• Selected text:
######
Missed miscarriage (also called ‘missed abortion’) You may have no warning symptoms and discover through a routine scan that there is no heartbeat or an empty foetal sac (called a ‘blighted ovum’).

 

Threatening Miscarriage

Threatening miscarriage may be experienced for days or even weeks before you lose the baby. At this stage you could experience any of the following:
  • Light bleeding.

  • Pain similar to period pain.

  • The nausea and tender breasts associated with pregnancy may disappear.

  • A sense of of no longer 'feeling' pregnant.

  • About 40% of bleeding episodes during early pregnancy, usually at 5 to 6 weeks, are spotting (usually dark blood) at about the time your period would have been due. This can lead to a miscarriage (20%) but in most cases your pregnancy will continue as normal without harming the baby at all.
######
[Saved entries]

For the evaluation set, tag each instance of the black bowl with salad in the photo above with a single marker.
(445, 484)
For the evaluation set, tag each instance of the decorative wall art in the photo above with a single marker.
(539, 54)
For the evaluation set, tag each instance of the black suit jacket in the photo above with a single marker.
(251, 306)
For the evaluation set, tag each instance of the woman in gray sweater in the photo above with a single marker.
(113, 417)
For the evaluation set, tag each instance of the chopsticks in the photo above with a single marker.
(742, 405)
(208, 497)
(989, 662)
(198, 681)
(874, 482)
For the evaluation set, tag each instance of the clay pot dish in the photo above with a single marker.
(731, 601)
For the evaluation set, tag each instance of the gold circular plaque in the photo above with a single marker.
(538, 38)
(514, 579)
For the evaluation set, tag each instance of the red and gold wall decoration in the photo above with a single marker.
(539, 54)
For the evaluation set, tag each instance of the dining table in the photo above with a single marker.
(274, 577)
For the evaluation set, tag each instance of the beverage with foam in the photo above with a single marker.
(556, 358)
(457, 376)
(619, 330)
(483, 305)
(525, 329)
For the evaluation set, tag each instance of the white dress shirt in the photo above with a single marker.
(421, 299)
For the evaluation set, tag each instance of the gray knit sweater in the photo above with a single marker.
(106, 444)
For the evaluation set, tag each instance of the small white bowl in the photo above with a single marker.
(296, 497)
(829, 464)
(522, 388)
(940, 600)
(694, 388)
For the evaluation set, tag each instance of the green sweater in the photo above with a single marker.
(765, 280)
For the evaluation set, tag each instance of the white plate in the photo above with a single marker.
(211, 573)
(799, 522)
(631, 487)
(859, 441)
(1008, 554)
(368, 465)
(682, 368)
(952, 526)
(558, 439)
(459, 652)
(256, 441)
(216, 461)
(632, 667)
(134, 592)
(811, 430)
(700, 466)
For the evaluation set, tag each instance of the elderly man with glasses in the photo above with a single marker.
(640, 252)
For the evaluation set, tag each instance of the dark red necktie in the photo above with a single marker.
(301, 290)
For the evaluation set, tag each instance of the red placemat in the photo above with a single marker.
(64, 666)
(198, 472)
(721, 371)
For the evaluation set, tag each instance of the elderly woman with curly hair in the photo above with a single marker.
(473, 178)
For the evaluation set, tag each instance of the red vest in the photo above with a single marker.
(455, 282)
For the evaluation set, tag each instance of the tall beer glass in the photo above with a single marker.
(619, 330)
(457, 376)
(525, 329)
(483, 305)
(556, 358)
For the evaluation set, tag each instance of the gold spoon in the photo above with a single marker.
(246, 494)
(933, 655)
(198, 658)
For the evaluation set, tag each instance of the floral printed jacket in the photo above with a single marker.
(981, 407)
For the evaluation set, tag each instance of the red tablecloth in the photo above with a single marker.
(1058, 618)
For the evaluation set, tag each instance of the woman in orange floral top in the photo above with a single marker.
######
• Exercise objective:
In the text on miscarriage, how long before the loss may a threatening miscarriage be experienced?

• Solution for this exercise:
For days or even weeks.